## Instructions to follow
Set out the lines below as a numbered list, and skip any blank lines.

══ Input for this task ══

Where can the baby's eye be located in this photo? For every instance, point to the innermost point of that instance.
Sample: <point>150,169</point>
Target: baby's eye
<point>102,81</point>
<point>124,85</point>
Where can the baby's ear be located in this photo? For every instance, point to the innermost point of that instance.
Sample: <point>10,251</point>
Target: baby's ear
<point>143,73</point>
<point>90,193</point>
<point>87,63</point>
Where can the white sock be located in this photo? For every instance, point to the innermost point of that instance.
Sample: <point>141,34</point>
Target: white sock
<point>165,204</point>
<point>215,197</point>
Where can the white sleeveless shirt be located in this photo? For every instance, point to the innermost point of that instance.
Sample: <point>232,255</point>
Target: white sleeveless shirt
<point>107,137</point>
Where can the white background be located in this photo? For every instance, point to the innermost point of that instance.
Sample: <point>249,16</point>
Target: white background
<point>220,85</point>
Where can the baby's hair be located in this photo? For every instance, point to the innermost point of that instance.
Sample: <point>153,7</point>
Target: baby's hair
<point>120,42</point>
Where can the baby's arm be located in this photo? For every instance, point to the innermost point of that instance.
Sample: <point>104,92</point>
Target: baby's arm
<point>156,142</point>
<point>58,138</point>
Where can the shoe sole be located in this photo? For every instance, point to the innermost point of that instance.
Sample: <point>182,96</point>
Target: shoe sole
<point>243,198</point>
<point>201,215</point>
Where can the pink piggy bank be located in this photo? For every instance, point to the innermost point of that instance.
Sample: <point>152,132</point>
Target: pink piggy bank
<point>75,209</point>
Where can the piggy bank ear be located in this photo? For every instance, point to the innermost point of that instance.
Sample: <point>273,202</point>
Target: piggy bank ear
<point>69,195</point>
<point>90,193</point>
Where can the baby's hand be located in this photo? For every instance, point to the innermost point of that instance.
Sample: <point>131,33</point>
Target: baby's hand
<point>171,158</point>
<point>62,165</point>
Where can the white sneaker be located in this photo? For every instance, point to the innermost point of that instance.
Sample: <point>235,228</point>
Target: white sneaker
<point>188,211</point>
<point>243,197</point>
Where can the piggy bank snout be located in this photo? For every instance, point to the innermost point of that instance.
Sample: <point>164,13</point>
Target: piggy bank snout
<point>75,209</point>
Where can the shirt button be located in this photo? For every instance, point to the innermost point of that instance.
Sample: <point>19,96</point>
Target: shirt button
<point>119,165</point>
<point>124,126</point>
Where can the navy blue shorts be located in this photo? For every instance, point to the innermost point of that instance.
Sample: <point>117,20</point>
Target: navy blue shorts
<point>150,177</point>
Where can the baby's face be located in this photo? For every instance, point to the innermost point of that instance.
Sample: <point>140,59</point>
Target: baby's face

═══

## Task output
1. Where can the baby's eye be located in this photo? For every instance, point to the innermost point of that instance.
2. Sample: <point>150,169</point>
3. Target: baby's eye
4. <point>102,81</point>
5. <point>124,85</point>
6. Where can the baby's ear be located in this photo? For every instance, point to the innermost point of that instance.
7. Sample: <point>10,251</point>
8. Target: baby's ear
9. <point>143,73</point>
10. <point>90,193</point>
11. <point>87,63</point>
12. Where can the white sock be located in this photo? For every instance, point to the innermost point of that instance.
13. Sample: <point>141,34</point>
14. Target: white sock
15. <point>165,204</point>
16. <point>215,197</point>
17. Where can the white sleeveless shirt be located in this photo? For every instance, point to the innermost point of that instance.
18. Sample: <point>232,255</point>
19. Target: white sleeveless shirt
20. <point>107,137</point>
21. Where can the white background be located in this photo? For every instance, point to the innermost point of that instance.
22. Sample: <point>249,16</point>
23. Target: white background
24. <point>220,85</point>
25. Where can the baby's hair be located in this photo? For every instance, point to the innermost point of that instance.
26. Sample: <point>153,7</point>
27. Target: baby's hair
28. <point>120,42</point>
29. Where can the baby's arm be located in this photo? For every instance, point to the innermost point of that instance.
30. Sample: <point>104,92</point>
31. Target: baby's arm
32. <point>156,142</point>
33. <point>58,138</point>
34. Where can the shoe sole be located in this photo? For every instance, point to the innermost point of that instance.
35. Sample: <point>182,96</point>
36. Target: shoe sole
37. <point>243,198</point>
38. <point>201,215</point>
39. Where can the pink piggy bank be located in this photo? For every instance, point to the innermost point of that instance.
40. Sample: <point>152,132</point>
41. Target: pink piggy bank
42. <point>75,209</point>
43. Where can the piggy bank ear be located in this photo? For every instance, point to the innermost point of that instance.
44. Sample: <point>273,202</point>
45. Target: piggy bank ear
46. <point>69,195</point>
47. <point>90,193</point>
48. Where can the baby's hand be located in this photo? For every instance, point to the innermost point of that instance.
49. Sample: <point>131,33</point>
50. Target: baby's hand
51. <point>171,158</point>
52. <point>62,165</point>
53. Where can the white sneaker be located in this photo? For every instance, point to the innermost point of that instance.
54. Sample: <point>235,228</point>
55. Target: white sneaker
56. <point>188,211</point>
57. <point>243,197</point>
58. Where can the piggy bank snout be located in this photo? For every instance, point to the innermost point of that instance.
59. Sample: <point>164,13</point>
60. Target: piggy bank snout
61. <point>75,209</point>
62. Where can the shirt button be located in this photo? For every instance, point to the innermost point of that instance.
63. Sample: <point>19,96</point>
64. Target: shirt button
65. <point>119,165</point>
66. <point>124,126</point>
67. Where can the navy blue shorts be located in this photo? For every instance, point to the innermost point of that instance.
68. Sample: <point>117,20</point>
69. Target: navy blue shorts
70. <point>150,177</point>
71. Where can the baby's face be located in this photo? For every instance, point to the innermost point of that instance.
72. Sample: <point>140,59</point>
73. Target: baby's face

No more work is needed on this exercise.